→ Задание 1
Ответьте по отрывку об образах детства:
(a) Какой историк выделил четыре альтернативных образа новорожденного ребенка?
(b) Чем представляет собой ребенок с точки зрения социально-педагогического детерминизма?
(c) С каким течением обычно ассоциируется утопически-гуманистический взгляд?
→ Задание 2
Назовите все образы новорожденного ребенка, которые перечислены в отрывке об образах детства.
→ Задание 3
Продолжите текст об образах детства, начав сразу после его последнего предложения.

→ Цитируемый отрывок
====

Каждая культура имеет не один, а несколько альтернативных или взаимодополнительных (взаимодополняющих) образов детства. Известный английский историк Лоренс Стоун в одной и той же западноевропейской культуре выделил четыре альтернативных образа новорожденного ребенка:
1. Традиционный христианский взгляд, усиленный кальвинизмом: новорожденный несет на себе печать первородного греха и спасти его можно только беспощадным подавлением воли, подчинением его родителям и духовным пастырям.
2. Точка зрения социально-педагогического детерминизма: ребенок по природе не склонен ни к добру, ни к злу, а представляет собой tabula rasa, на которой общество или воспитатель могут написать что угодно.
3. Точка зрения природного детерминизма: характер и возможности ребенка предопределены до его рождения.
Такой взгляд типичен не только для вульгарной генетики, но и для средневековой астрологии.
4. Утопически-гуманистический взгляд: ребенок рождается хорошим и добрым и портится только под влиянием общества. Эта идея обычно ассоциируется с романтизмом, но ее защищали также некоторые гуманисты эпохи Возрождения, истолковывавшие в таком духе старую христианскую догму о детской невинности (Stone, 1979).

====

→ Исходные материалы

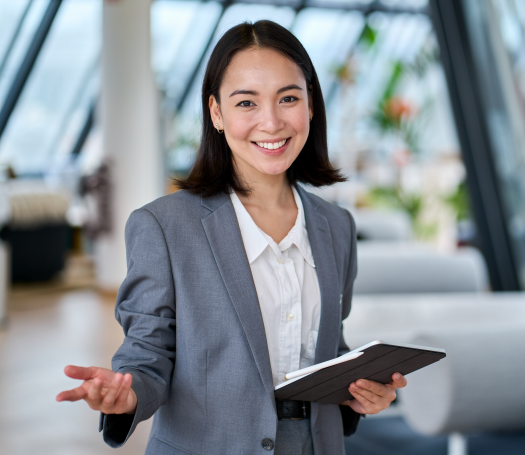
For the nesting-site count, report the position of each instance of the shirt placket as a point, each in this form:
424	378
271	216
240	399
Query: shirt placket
290	315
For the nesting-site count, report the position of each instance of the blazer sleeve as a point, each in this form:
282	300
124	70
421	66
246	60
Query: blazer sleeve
145	309
350	417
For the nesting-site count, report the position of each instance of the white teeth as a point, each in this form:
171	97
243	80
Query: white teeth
271	145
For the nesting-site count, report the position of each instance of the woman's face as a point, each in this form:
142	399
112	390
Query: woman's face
264	112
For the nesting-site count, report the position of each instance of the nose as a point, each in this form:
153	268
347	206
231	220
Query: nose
271	122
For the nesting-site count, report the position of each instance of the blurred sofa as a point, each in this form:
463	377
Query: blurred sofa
36	231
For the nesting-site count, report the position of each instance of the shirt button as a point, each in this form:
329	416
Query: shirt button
267	444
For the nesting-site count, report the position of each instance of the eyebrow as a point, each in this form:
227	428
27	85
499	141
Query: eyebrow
253	92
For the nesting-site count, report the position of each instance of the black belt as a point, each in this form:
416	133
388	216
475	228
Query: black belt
292	409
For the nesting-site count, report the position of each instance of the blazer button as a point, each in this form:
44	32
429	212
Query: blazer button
267	444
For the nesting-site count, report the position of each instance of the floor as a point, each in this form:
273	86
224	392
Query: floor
46	331
50	327
392	436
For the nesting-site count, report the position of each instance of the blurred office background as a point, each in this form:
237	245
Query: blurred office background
99	107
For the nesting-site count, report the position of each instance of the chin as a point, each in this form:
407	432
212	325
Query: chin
275	169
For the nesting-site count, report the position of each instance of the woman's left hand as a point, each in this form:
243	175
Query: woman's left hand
372	397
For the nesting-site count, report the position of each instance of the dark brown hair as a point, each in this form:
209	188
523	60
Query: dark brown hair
213	171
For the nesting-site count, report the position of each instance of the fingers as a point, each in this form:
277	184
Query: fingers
371	402
94	395
398	381
111	394
75	372
122	397
72	395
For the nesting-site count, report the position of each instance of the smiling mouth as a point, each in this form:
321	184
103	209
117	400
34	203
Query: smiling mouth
272	145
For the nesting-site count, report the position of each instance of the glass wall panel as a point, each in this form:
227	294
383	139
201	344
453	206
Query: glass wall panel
11	12
497	31
53	101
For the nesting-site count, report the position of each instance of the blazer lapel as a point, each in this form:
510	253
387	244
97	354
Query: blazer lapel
224	236
323	253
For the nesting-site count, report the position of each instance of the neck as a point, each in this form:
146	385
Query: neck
267	191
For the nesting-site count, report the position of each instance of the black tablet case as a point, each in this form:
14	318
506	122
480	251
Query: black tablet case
378	363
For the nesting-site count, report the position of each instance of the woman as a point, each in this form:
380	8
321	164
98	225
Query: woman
240	277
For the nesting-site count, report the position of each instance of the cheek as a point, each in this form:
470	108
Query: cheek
238	128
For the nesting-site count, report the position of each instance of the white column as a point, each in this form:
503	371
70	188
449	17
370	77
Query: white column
129	114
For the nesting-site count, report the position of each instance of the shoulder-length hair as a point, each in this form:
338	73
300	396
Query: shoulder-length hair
213	171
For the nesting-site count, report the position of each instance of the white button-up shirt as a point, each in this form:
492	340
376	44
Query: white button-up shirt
288	290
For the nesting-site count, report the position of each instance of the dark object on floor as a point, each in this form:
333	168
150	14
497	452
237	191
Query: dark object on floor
392	436
37	254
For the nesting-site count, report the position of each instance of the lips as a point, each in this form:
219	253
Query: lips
272	152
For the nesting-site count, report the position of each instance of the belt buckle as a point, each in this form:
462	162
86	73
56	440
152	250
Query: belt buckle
304	413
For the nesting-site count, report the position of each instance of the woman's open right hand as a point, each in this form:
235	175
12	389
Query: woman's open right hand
103	390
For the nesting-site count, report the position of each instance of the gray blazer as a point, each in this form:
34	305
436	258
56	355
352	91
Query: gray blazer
194	336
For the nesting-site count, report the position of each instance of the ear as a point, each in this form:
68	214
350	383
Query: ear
215	113
310	102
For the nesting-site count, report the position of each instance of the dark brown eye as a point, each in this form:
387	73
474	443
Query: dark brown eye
289	99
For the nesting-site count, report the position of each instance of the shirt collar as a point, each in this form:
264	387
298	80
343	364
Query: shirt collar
255	240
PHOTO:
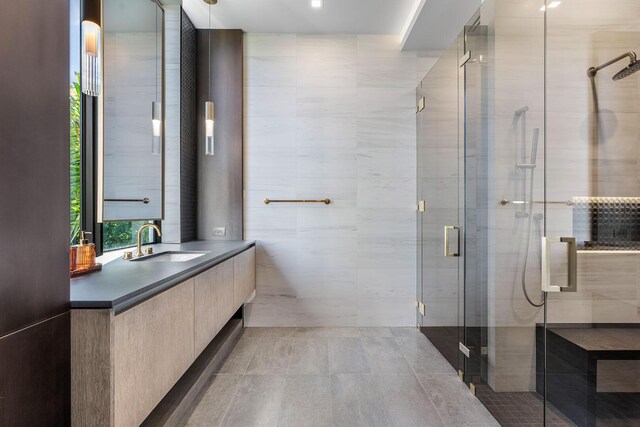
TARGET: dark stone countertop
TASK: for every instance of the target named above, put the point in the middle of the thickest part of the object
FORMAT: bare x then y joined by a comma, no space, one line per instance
122,284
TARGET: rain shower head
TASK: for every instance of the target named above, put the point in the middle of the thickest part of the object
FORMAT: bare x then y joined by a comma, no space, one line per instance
634,65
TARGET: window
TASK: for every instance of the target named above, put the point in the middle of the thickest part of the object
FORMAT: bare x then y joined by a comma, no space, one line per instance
75,176
107,236
118,235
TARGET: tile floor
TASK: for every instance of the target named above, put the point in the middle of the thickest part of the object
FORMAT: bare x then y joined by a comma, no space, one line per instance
336,377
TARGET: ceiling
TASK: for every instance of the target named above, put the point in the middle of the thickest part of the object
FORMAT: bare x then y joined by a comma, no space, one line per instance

====

→ Ответ 1
(a) Английский историк Лоренс Стоун.
(b) Он представляет собой tabula rasa, на которой общество или воспитатель могут написать что угодно.
(c) С романтизмом.

→ Ответ 2
Традиционный христианский взгляд, усиленный кальвинизмом; точка зрения социально-педагогического детерминизма; точка зрения природного детерминизма; утопически-гуманистический взгляд.

→ Ответ 3
Другой автор (Sommerville, 1982) добавляет к перечисленным четырем образам еще один: будучи главным наследием, передаваемым из настоящего в будущее, дети, по выражению поэта Уолдо Эмерсона, — вечные мессии общества, воплощение его неотвратимого будущего.
Каждому из этих образов соответствует определенный стиль воспитания. Идее первородного греха соответствует репрессивная педагогика, направленная на подавление природного начала в ребенке. Идее социализации — педагогика формирования личности путем направленного обучения. Идее природного детерминизма — установка на развитие положительных и ограничение отрицательных задатков личности. Идее изначальной благости ребенка — педагогика саморазвития и невмешательства. Эти образы и стили не только сменяют друг друга, но и сосуществуют, причем ни одна из перечисленных ориентаций никогда не господствует безраздельно, особенно если речь вдет о практике воспитания. В каждом обществе, на каждом этапе его развития сосуществуют разные стили воспитания, в которых прослеживаются многочисленные сословные, классовые, региональные, семейные и прочие вариации.
Жестокое, по современным меркам, обращение с детьми, которое Де Моз выводит из особенностей психики родителей, тесно связано с нормативной культурой общества. Наказания, в том числе телесные, — это не столько разные формы насилия над детьми (child abuse), зависящие преимущественно от степени индивидуальной «репрессивности» или «либерализма» учителей и родителей, сколько компоненты принятой в обществе системы дисциплинирования, причем не только детей, но и взрослых.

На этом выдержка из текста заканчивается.